What needs to be done -
Render every line of the entries below as a JSON list of strings, one string per line, with blank lines omitted. Leave the pictures out of the list.

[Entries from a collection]
•••••

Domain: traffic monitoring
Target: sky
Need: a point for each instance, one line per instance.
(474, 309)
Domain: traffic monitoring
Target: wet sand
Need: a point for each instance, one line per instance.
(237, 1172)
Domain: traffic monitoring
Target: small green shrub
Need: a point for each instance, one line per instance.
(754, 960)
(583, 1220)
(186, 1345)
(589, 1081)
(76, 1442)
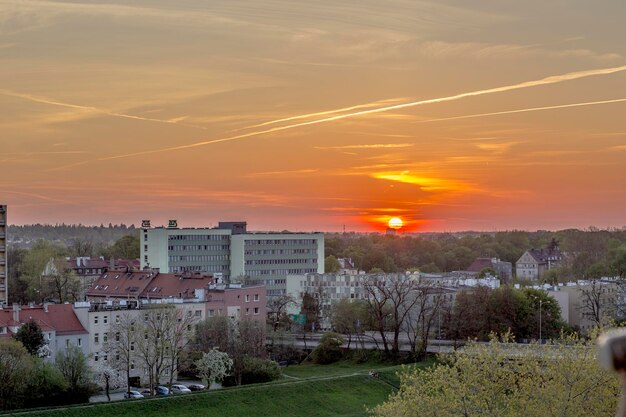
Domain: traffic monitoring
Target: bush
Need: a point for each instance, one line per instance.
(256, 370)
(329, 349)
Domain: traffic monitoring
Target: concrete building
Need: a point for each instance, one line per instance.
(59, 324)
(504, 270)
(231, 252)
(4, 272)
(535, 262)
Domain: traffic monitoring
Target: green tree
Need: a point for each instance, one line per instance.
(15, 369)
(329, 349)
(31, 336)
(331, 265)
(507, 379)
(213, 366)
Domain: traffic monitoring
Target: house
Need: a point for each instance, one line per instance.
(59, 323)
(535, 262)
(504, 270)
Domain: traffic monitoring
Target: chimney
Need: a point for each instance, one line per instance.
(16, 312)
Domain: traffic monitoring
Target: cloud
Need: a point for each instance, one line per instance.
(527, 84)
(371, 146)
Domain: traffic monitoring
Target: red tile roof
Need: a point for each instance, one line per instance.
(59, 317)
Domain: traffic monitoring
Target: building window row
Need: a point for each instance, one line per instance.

•••••

Task output -
[
  "Domain: traffic monitoring",
  "Target: sky",
  "Need: a point for each instance, one line per instance.",
  "(474, 309)",
  "Domain: traffic monitoring",
  "Target: wet sand",
  "Need: a point for each instance, one line per instance.",
  "(237, 1172)",
  "Domain: traffic monitoring",
  "Target: small green shrub",
  "Need: a point for each instance, one line per instance.",
  "(754, 960)",
  "(583, 1220)",
  "(186, 1345)",
  "(589, 1081)",
  "(76, 1442)",
  "Domain: traffic monitoring",
  "Target: bush",
  "Need: a point for each instance, one line per instance.",
  "(256, 370)",
  "(329, 349)",
  "Domain: traffic monitoring",
  "Target: concrete building",
  "Need: a point for each instance, one line per instance.",
  "(59, 324)",
  "(504, 270)",
  "(231, 252)",
  "(4, 272)",
  "(535, 262)",
  "Domain: traffic monitoring",
  "Target: green tree",
  "Need: a point for each instance, one line per instance.",
  "(15, 369)",
  "(329, 349)",
  "(31, 336)",
  "(331, 265)",
  "(507, 379)",
  "(213, 366)",
  "Domain: traffic monitoring",
  "Target: house",
  "Need: a point for each instance, one line per instance.",
  "(59, 323)",
  "(535, 262)",
  "(504, 270)",
  "Domain: traffic monitoring",
  "Target: chimney",
  "Need: a point for each instance, one line per instance.",
  "(16, 312)",
  "Domain: traffic monitoring",
  "Target: cloud",
  "Need: a point for each instance, one line per instance.",
  "(527, 84)",
  "(371, 146)",
  "Domain: traffic monitoring",
  "Target: red tile roof",
  "Need: a point for each instance, one line per instance.",
  "(59, 317)",
  "Domain: traffic monitoring",
  "Target: building window row",
  "Need: a point for each instance, one line per instance."
]